- [Pointing and labeling entries]:
───

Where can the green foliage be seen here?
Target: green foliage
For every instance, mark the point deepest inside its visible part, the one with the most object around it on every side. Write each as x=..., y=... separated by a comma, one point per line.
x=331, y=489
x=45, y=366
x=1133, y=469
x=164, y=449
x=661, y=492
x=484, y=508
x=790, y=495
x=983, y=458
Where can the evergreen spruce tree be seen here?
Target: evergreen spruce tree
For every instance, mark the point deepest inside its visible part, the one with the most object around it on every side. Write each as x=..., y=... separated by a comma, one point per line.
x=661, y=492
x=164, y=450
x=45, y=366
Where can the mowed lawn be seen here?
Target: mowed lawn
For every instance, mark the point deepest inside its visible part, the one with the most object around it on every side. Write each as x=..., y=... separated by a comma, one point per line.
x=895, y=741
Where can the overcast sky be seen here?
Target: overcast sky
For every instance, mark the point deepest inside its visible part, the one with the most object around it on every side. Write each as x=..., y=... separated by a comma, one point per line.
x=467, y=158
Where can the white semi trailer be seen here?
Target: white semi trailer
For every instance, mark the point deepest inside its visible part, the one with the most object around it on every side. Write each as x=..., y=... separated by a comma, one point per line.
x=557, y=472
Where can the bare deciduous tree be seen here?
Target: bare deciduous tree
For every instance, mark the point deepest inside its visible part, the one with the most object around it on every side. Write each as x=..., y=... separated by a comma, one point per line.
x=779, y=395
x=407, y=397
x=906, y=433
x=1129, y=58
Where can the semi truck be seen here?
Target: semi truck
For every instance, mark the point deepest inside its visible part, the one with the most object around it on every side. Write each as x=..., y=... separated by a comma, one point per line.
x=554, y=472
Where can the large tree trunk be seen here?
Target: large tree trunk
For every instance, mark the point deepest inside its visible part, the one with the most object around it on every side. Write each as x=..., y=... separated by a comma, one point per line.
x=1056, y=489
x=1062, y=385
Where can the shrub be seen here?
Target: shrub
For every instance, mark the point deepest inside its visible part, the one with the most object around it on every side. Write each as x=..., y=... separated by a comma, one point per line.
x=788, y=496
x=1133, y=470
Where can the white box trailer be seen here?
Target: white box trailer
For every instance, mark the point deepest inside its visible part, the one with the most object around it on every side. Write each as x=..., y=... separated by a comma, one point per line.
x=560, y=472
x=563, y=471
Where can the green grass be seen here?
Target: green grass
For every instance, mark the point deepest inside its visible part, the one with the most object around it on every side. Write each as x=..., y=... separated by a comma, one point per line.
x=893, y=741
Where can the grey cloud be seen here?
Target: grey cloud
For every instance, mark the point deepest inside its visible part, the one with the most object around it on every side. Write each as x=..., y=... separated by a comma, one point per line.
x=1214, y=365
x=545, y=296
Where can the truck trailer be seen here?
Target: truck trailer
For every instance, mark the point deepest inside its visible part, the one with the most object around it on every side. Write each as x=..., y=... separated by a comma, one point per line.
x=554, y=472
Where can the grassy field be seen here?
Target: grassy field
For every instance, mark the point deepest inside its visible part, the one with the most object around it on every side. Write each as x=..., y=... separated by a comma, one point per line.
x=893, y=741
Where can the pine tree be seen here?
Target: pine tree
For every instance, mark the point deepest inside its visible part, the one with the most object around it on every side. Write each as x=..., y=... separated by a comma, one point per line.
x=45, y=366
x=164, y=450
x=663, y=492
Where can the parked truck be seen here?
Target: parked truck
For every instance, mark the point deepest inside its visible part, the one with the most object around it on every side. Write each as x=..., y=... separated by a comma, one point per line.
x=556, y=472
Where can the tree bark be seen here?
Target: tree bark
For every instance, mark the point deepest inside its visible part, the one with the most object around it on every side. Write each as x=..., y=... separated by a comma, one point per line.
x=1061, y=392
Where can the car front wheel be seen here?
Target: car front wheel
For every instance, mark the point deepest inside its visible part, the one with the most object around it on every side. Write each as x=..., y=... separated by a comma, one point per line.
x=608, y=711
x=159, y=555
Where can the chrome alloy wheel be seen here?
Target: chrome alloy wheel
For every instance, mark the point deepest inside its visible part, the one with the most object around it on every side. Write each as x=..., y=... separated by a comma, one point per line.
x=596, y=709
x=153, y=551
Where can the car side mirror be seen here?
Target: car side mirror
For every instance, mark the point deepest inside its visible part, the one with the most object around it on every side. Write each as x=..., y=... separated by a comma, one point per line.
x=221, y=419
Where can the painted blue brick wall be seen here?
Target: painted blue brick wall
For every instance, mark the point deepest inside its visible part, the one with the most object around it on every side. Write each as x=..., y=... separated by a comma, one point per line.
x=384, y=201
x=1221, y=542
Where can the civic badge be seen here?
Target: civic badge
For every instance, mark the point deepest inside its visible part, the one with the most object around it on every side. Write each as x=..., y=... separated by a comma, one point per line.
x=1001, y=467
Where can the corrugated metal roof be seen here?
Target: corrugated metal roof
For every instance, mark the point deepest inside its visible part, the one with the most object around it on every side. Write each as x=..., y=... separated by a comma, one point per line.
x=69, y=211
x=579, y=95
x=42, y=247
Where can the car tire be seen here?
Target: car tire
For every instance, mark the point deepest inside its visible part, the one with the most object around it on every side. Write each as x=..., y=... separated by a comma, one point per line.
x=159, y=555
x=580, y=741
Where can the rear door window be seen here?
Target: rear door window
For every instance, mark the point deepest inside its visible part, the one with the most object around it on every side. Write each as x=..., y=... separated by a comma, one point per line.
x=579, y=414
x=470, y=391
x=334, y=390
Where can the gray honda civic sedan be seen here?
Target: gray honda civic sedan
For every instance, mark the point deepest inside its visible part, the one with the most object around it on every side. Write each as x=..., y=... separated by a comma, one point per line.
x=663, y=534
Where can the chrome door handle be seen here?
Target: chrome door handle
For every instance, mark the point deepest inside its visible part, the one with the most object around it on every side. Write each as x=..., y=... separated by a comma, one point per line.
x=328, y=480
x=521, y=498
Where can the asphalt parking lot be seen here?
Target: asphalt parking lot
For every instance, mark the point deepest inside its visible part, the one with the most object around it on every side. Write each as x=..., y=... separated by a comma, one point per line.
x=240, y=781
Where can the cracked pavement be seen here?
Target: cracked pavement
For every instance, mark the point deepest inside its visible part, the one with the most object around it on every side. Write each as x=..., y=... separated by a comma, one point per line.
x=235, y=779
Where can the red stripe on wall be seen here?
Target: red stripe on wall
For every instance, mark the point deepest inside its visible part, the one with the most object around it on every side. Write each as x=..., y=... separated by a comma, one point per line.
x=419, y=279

───

- [What the task asks]:
Copy out only the part of the data that opens with the line containing "Where can the shrub be seen here?" and closes with the line containing "x=556, y=472", keeping every line in order. In each line that gives a point, multiply both the x and y coordinates by 1.35 and round to the nearest whole number, with halves rounded up.

- [Full answer]:
Where can the shrub be seen here?
Target: shrub
For every instance, mark the point deepest inside its visible part, the one with the most object around it on every side. Write each as x=..., y=... separated by a comma, one point per line.
x=1064, y=670
x=1530, y=635
Where can the white box trailer be seen here?
Target: white box trailer
For every instance, mark the point deepest inside its visible part, the one with the most object around it on every side. Write each as x=..., y=... separated by a comma, one point per line.
x=756, y=637
x=760, y=636
Where can the green grass be seen here?
Target: green grass
For every instance, mark the point deepest inside its visible part, the one with the most object around it on every side. Write each as x=..., y=... separated by a comma, one point per line.
x=1206, y=1000
Where can the grey cloud be seen here?
Target: grey cloud
For every instance, mark the point deepest inside its visible part, the one with the most object around it on every side. Write each as x=..., y=... separated by a comma, one point per line.
x=1639, y=493
x=736, y=400
Where can the truck trailer be seen here?
Target: truck trailer
For every instance, mark the point deepest inside its visible part, the one with the most object around it on every side. Write each as x=..., y=... separated by a comma, one point per line.
x=748, y=637
Where can the grassy field be seen here?
Target: grassy field
For every instance, mark the point deepest inside its visible part, the one with the most object around it on every side. Write each as x=..., y=... separated by a comma, one point per line.
x=1206, y=1000
Where can the pine tree be seen here?
Target: pine tree
For every instance, mark the point deepest inside its visible part, the one with the most object around it on every side. Write each as x=..., y=... separated by a comma, one point per line.
x=61, y=494
x=221, y=608
x=895, y=664
Where can the parked truck be seen here?
Target: parked truck
For every instance, mark the point deepest inside its visible part, the one with the most object around it on every side. Write each as x=..., y=... separated by a comma, one point per line.
x=751, y=637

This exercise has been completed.